Given request |
From the line that includes "target | woman in black jacket" to the last line of the data, quote each line precisely; both boundary lines belong in the answer.

Material for the task |

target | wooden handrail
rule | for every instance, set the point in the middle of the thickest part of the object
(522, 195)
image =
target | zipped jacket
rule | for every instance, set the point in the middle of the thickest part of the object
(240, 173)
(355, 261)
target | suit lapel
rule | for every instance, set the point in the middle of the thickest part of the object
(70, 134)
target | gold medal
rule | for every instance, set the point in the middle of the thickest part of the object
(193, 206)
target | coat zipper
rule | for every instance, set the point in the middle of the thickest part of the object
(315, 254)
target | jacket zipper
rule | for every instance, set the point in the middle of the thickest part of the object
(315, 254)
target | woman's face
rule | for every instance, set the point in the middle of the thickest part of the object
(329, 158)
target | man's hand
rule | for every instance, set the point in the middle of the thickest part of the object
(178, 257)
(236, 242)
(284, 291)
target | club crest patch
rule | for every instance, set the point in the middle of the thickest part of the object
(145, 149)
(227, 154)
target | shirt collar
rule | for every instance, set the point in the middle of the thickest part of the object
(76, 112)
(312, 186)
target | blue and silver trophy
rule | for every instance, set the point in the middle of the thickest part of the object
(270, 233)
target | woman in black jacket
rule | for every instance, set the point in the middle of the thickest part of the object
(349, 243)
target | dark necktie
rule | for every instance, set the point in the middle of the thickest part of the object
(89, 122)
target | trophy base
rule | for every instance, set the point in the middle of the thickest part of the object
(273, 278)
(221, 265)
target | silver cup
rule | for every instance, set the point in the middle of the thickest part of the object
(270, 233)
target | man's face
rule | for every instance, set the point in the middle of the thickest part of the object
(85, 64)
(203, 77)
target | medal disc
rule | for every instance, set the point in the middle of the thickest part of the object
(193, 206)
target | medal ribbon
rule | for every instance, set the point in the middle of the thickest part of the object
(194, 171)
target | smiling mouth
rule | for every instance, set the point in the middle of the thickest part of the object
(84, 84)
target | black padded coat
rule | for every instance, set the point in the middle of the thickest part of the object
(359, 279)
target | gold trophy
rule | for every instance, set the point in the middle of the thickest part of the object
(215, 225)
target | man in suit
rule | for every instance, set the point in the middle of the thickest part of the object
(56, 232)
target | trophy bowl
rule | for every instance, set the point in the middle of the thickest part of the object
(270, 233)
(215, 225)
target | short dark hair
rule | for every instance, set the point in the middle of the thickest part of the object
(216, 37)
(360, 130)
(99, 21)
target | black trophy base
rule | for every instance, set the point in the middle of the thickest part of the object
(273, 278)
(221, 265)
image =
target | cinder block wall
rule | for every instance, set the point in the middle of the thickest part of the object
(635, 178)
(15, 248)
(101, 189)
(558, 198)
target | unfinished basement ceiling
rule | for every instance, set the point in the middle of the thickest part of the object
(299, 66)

Exercise output |
target | woman in black jacket
rule | for every instance, set the point in the middle of the thickest part of the object
(349, 243)
target | dark necktie
rule | for every instance, set the point in the middle of the thickest part of the object
(89, 122)
target | trophy base
rule | for every instance, set the point in the middle of the thickest part of the object
(273, 278)
(221, 265)
target | silver cup
rule | for every instance, set the point in the middle of the thickest part of the object
(270, 233)
target | man's face
rule | for every instance, set the point in the middle of the thickest part of the object
(85, 64)
(203, 77)
target | medal disc
rule | for every instance, set the point in the middle of the thickest part of the object
(193, 206)
target | medal ribbon
rule | for every instance, set the point in the middle of the thickest part of the object
(194, 171)
target | smiling mouth
rule | for every instance, set the point in the middle of the thickest part of the object
(84, 84)
target | black padded coat
rule | for every instance, set the point in the middle of the thickest part of the object
(359, 279)
target | gold trophy
rule | for every instance, set the point in the middle of the thickest part of the object
(215, 225)
target | man in suit
rule | for every instance, set the point in the middle of the thickest part of the object
(56, 232)
target | trophy bowl
rule | for every instance, set the point in the middle of the thickest part of the object
(270, 233)
(215, 225)
target | short dark hair
rule | for every instance, set the point in the middle of the thickest part of the object
(216, 37)
(360, 130)
(99, 21)
target | black trophy base
rule | for every instance, set the point in the middle of the thickest part of the object
(273, 278)
(221, 265)
image =
target | cinder block wall
rule | for every instance, set the point in the middle of the thickest part of the object
(635, 178)
(15, 248)
(101, 189)
(558, 198)
target | unfinished basement ceiling
rule | for every instance, set the point in the middle of the thickest part of the object
(299, 66)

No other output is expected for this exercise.